Dataset rows

----

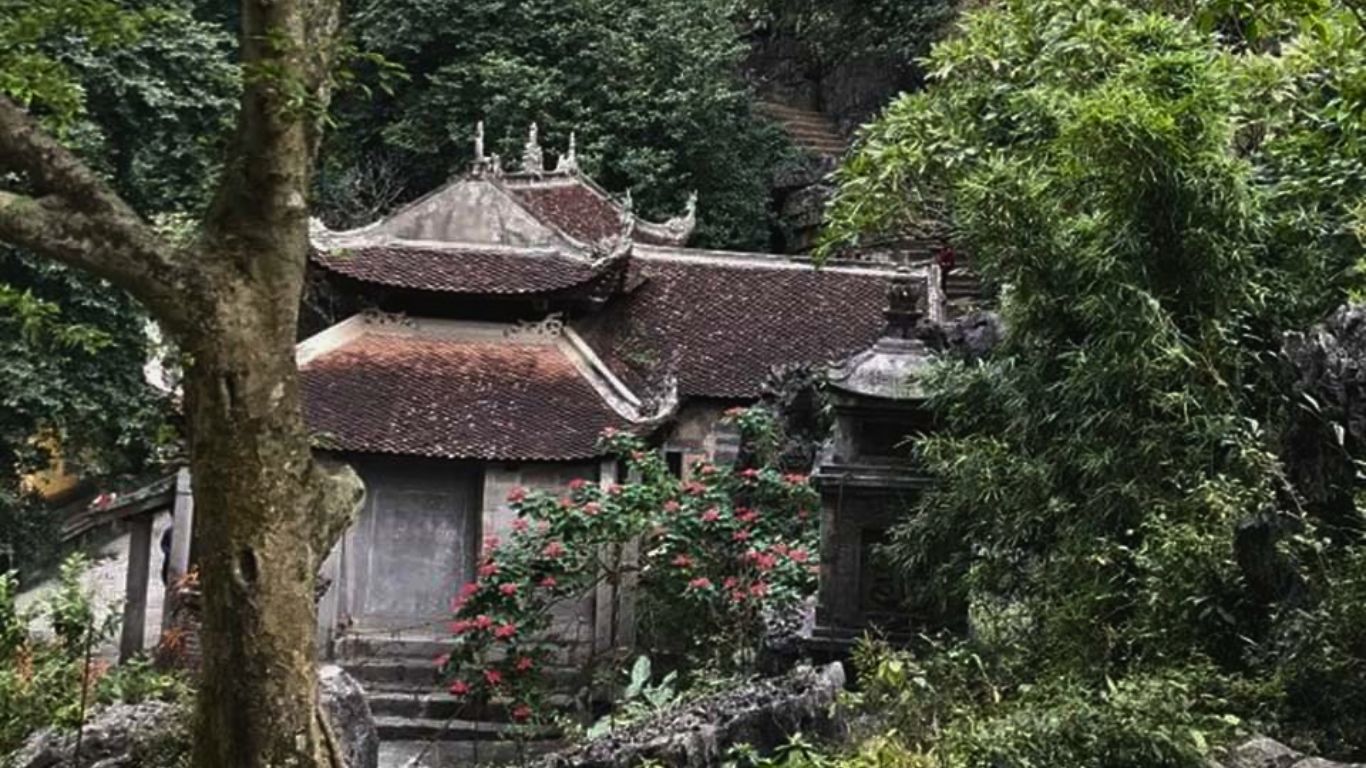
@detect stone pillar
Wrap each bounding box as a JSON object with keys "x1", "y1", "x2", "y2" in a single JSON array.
[{"x1": 119, "y1": 512, "x2": 156, "y2": 663}]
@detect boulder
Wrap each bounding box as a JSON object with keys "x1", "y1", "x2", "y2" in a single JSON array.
[
  {"x1": 1218, "y1": 737, "x2": 1366, "y2": 768},
  {"x1": 535, "y1": 661, "x2": 844, "y2": 768},
  {"x1": 9, "y1": 666, "x2": 380, "y2": 768},
  {"x1": 8, "y1": 701, "x2": 190, "y2": 768},
  {"x1": 318, "y1": 664, "x2": 380, "y2": 768}
]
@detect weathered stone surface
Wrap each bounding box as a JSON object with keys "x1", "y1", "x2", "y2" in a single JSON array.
[
  {"x1": 8, "y1": 666, "x2": 380, "y2": 768},
  {"x1": 1218, "y1": 737, "x2": 1366, "y2": 768},
  {"x1": 9, "y1": 701, "x2": 189, "y2": 768},
  {"x1": 318, "y1": 664, "x2": 380, "y2": 768},
  {"x1": 535, "y1": 663, "x2": 844, "y2": 768},
  {"x1": 944, "y1": 312, "x2": 1005, "y2": 361}
]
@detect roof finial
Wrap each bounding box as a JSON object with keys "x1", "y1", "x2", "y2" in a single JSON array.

----

*Problem details:*
Print every line of the rows above word for word, skipping the pictures.

*Exercise output:*
@detect stone pillar
Wrap each bounding box as a JSON object with keys "x1", "y1", "x2", "y2" in a single JSON array.
[{"x1": 119, "y1": 512, "x2": 156, "y2": 663}]
@detect boulder
Wrap each bounding box as a JSON object with keys "x1", "y1", "x2", "y2" in a single JSON array.
[
  {"x1": 1218, "y1": 737, "x2": 1366, "y2": 768},
  {"x1": 535, "y1": 661, "x2": 844, "y2": 768},
  {"x1": 9, "y1": 666, "x2": 380, "y2": 768},
  {"x1": 8, "y1": 701, "x2": 190, "y2": 768},
  {"x1": 318, "y1": 664, "x2": 380, "y2": 768}
]
@detect weathered stone surface
Wrap each bounding box as a JSON object with keys "x1", "y1", "x2", "y2" in a single JSON array.
[
  {"x1": 8, "y1": 666, "x2": 380, "y2": 768},
  {"x1": 1218, "y1": 737, "x2": 1366, "y2": 768},
  {"x1": 9, "y1": 701, "x2": 189, "y2": 768},
  {"x1": 318, "y1": 664, "x2": 380, "y2": 768},
  {"x1": 535, "y1": 663, "x2": 844, "y2": 768},
  {"x1": 944, "y1": 312, "x2": 1005, "y2": 361}
]
@detect roof finial
Wrap each bounding box as a JSON object with keys "x1", "y1", "x2", "y2" in a single JSON array.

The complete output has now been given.